Dataset rows on where objects appear
────────

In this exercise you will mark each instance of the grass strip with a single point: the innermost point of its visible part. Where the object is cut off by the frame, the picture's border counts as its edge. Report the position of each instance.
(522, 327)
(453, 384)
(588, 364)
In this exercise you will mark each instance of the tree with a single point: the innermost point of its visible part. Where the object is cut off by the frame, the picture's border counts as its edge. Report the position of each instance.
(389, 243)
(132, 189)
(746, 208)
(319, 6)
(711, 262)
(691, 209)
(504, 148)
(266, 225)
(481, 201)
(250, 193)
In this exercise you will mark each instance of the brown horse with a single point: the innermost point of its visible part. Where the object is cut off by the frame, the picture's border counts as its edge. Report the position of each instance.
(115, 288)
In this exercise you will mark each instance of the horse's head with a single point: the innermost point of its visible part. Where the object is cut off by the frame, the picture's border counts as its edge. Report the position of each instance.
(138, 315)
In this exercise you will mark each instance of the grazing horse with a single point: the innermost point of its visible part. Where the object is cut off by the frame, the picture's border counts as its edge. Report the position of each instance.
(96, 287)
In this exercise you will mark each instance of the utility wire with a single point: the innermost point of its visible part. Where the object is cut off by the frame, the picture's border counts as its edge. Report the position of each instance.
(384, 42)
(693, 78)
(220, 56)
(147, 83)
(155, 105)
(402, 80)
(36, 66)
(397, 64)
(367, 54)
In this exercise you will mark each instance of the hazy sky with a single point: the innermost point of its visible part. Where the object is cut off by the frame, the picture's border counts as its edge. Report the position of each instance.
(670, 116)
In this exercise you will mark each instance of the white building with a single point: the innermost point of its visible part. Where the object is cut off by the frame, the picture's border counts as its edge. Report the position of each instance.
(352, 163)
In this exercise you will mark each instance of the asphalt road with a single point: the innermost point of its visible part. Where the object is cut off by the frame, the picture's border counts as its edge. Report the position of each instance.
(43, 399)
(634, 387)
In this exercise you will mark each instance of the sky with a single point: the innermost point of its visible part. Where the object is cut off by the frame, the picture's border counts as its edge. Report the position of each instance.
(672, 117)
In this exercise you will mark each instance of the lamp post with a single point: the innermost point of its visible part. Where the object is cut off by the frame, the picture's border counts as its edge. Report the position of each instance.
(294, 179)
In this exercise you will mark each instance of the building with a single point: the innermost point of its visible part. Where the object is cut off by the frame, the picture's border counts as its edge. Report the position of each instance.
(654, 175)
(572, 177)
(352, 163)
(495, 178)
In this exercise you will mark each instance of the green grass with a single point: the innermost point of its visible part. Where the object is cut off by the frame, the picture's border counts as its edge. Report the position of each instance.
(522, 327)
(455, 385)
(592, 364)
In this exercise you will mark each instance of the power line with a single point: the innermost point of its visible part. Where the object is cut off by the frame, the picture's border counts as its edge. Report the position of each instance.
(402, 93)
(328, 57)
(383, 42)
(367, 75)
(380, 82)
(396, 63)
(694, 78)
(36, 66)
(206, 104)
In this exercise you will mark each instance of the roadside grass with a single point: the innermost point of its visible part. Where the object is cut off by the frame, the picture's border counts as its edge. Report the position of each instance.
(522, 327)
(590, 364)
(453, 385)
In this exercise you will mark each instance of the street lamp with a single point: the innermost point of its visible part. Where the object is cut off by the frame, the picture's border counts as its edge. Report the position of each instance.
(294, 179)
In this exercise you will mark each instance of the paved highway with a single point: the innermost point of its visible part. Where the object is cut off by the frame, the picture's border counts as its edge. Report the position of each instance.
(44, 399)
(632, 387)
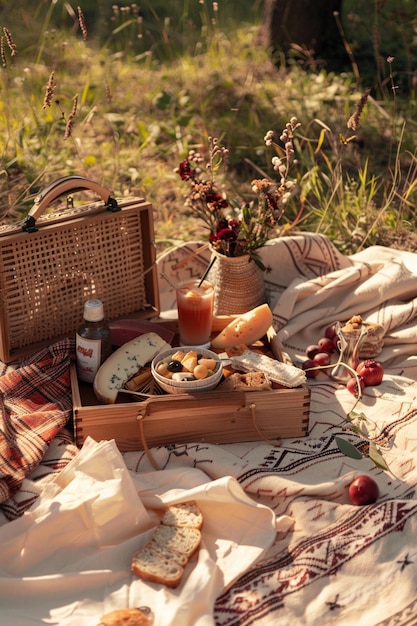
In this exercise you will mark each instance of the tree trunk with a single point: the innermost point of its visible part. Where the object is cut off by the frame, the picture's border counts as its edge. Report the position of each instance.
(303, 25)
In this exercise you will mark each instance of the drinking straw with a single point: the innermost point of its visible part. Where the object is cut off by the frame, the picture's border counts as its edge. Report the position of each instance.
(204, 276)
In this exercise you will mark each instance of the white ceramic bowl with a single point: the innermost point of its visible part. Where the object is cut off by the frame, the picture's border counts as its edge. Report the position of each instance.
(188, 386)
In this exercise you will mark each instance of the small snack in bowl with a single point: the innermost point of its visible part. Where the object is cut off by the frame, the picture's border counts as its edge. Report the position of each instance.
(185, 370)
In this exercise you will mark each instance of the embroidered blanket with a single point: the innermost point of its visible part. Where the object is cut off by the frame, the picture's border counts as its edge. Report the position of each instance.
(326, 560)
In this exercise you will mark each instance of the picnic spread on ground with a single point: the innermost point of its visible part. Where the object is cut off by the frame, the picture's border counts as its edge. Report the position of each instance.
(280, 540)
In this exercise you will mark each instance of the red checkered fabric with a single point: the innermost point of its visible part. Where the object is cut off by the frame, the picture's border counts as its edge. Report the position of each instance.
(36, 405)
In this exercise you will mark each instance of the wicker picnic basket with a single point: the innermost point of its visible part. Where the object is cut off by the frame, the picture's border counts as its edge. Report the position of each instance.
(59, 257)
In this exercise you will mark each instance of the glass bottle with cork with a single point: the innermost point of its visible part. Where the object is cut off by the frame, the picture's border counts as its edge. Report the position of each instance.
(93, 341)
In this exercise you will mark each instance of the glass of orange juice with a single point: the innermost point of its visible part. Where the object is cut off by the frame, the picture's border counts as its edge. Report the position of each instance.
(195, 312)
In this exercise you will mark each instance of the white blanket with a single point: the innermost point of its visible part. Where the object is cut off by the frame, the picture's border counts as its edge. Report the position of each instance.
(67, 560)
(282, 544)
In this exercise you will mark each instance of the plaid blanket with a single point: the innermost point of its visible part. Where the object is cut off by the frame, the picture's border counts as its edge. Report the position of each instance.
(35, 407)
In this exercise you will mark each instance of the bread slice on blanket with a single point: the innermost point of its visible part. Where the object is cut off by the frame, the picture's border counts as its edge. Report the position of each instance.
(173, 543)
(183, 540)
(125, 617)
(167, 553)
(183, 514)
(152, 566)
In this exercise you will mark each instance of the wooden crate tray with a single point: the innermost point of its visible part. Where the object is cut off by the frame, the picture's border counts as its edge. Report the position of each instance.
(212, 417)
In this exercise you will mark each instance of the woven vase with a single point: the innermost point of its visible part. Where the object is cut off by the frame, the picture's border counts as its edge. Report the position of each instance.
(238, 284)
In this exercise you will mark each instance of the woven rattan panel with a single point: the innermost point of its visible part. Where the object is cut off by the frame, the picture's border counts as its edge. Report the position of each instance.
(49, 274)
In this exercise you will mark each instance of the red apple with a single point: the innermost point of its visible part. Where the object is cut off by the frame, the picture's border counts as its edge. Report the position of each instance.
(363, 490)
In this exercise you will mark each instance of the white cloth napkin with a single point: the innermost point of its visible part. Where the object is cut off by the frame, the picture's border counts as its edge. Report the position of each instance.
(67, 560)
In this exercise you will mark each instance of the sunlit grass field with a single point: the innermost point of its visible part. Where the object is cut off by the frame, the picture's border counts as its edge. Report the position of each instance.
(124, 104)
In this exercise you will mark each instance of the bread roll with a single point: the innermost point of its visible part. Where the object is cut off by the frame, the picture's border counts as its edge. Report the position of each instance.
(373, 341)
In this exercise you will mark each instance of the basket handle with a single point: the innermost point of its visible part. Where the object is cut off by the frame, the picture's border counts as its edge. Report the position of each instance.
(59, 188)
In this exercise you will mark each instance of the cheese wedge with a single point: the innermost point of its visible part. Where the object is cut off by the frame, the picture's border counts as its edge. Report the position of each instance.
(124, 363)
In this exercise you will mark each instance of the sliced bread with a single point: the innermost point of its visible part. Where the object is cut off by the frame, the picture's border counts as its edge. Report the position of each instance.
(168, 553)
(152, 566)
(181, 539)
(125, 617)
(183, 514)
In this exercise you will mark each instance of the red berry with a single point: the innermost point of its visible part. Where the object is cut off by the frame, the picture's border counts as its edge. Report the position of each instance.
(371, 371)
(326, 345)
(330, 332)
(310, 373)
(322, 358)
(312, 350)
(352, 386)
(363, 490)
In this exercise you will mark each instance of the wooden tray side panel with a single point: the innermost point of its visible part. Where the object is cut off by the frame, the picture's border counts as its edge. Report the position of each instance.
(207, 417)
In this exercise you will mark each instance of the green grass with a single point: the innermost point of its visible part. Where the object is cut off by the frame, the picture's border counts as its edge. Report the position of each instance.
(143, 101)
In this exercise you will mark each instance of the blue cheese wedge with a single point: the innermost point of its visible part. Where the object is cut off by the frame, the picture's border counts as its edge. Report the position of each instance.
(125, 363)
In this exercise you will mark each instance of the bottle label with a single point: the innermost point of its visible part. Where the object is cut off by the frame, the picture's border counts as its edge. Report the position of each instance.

────────

_YOUR GOAL:_
Starting at the line with "In this exercise you will mark each instance of the cheese", copy every line up to and including the last one in the entries above.

_TASK ANSWER:_
In this exercise you will mark each instance of the cheese wedge with a single point: the innermost point of its visible part. Where the object is cut off by the frame, the picture's border counts as its edge. Report the position of each instance.
(124, 363)
In this exercise you will mark each instance of the sliced bread with a single point: the innermost point of its visible part. Where the object is cut off by the frame, the picture's border counts as its edge. Report the position of each instance.
(168, 553)
(152, 566)
(181, 539)
(125, 617)
(183, 514)
In this exercise you will mark each instance of the red berry with a single point: the innermost point of its visible part. Where the object is cut off by the frame, the picture's border counts as its edge. Report the position of each instance.
(371, 371)
(326, 345)
(330, 332)
(310, 373)
(322, 358)
(312, 350)
(352, 386)
(363, 490)
In this exercise you will mark each instance of the wooden tray side panel with a single point: the innermost point of its visible part. Where the object is cut off by the frame, the picture's border counts as its edge. Report the position of each instance.
(207, 417)
In this exercise you will mark each instance of the green grass with a single point: the innermost point of its visible part. Where the object is cut off by the frame, the picture's border counts as its edge. Report the position of each instance.
(143, 101)
In this exercise you will mark each instance of the blue cheese wedge with a single point: the innermost point of its visible part. Where the object is cut off by the frame, the picture's border counts as its edge. Report the position of each instance.
(125, 363)
In this exercise you will mark each instance of the bottle label with a single point: the innermost point of its visible part. Where the object is cut off by the frame, the picture's border counts as its edge. Report the position of each instance.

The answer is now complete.